### Input material
%%
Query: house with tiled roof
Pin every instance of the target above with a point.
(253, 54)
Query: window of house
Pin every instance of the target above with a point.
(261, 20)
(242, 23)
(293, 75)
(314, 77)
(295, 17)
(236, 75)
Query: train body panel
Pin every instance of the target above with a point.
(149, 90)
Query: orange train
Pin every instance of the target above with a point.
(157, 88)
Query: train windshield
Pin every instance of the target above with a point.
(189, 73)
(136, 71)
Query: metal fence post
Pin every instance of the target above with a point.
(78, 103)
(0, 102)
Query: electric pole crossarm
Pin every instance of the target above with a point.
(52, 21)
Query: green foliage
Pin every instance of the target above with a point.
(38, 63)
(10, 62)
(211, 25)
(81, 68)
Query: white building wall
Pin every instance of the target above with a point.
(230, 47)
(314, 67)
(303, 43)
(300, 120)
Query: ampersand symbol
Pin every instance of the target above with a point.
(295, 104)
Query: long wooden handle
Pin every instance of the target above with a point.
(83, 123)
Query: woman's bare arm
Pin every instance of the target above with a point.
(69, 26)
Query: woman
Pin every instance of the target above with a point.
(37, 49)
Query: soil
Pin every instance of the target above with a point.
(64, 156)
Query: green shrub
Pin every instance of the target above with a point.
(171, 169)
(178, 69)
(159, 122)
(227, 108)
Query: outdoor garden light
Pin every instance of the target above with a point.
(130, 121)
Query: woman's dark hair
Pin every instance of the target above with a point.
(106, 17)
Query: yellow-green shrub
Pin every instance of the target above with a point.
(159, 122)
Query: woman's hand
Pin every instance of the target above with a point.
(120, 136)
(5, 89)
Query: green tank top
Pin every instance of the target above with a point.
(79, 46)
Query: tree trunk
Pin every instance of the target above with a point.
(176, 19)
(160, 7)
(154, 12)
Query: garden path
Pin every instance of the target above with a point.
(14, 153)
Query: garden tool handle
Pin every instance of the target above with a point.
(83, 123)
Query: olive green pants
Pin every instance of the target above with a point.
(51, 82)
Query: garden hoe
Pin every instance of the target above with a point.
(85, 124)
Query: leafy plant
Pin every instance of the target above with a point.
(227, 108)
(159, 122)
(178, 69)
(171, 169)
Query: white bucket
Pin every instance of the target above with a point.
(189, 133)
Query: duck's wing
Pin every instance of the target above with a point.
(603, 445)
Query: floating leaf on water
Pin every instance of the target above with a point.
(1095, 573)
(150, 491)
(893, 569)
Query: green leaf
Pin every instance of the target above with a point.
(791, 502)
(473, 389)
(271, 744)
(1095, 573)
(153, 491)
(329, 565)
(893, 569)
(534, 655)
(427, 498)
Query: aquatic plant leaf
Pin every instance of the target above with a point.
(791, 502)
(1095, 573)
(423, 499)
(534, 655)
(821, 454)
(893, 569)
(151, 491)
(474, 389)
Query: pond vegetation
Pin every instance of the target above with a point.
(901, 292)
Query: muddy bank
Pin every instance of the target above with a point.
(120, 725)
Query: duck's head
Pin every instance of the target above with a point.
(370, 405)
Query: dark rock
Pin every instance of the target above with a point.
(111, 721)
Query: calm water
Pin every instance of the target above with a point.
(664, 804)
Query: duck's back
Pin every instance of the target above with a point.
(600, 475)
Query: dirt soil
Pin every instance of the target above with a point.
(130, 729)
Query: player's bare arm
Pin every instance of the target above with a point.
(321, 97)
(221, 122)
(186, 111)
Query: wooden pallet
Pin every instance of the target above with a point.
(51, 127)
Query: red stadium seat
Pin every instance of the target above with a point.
%%
### What you need to do
From the entries above, return exactly the line containing "Query: garden path", the line containing "Query: garden hoe", and all lines between, and nothing else.

### Problem solution
Query: garden path
Pin every instance of the target above with a point.
(14, 153)
Query: garden tool handle
Pin every instance of the target above with a point.
(83, 123)
Query: olive green pants
Pin every instance of the target above with a point.
(51, 82)
Query: garden hoe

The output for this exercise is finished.